OBJECTIVE: Please filter the records below down to the lines that contain the word "cloud", and copy each such line. Case counts, so only a match in the same case qualifies.

PROVIDED INFORMATION:
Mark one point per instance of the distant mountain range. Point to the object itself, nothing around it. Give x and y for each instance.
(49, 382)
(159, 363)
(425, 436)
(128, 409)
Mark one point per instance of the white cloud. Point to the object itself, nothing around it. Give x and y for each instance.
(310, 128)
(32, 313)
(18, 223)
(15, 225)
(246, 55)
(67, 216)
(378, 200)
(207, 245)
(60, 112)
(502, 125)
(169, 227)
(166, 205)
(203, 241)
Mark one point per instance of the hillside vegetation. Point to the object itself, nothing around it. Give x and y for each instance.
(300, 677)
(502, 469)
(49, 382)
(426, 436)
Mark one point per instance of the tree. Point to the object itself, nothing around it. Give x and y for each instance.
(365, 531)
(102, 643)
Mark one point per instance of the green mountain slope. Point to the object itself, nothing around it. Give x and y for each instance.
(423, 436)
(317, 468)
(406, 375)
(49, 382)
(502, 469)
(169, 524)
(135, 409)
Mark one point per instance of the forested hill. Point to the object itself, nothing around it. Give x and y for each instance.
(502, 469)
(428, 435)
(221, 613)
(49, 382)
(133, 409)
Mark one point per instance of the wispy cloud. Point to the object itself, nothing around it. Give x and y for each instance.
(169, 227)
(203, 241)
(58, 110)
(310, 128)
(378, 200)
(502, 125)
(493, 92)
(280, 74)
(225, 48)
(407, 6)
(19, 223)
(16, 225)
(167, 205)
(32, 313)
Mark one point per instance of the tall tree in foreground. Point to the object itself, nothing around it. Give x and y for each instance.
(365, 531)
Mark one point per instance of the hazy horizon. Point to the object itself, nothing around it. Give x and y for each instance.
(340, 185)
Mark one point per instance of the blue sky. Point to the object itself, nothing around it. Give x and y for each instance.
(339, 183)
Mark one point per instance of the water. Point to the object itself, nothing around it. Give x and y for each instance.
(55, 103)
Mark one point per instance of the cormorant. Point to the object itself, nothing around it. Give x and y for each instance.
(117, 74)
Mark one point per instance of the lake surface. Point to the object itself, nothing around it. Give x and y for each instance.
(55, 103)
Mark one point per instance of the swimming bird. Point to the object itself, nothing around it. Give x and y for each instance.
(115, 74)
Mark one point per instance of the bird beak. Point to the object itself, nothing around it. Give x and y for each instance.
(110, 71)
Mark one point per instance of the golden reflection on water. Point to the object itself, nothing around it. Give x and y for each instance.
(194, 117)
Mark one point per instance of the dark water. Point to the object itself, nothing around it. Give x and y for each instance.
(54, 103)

--

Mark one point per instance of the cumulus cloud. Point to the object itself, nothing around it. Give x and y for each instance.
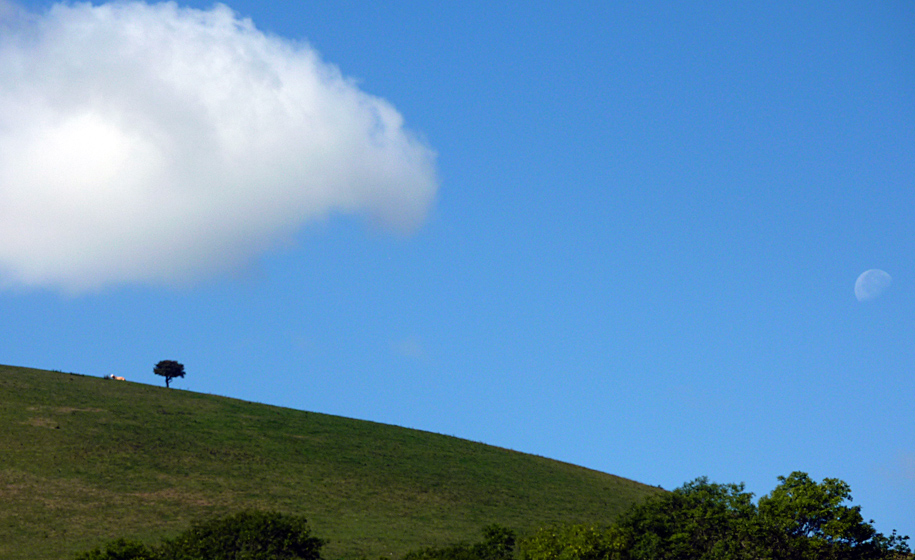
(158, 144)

TASK SOLUTION:
Mark one point per instance of the white cloud. Point to the object itself, nothing around it. Give x and y for each instance.
Mark one point per instance of the wispy cloud. Point to the object itself, nothing around it. Give x and y for each instance.
Mark one point per instance of the cumulus cloud. Point to the object itself, nothing around it. Give x and y for each instance.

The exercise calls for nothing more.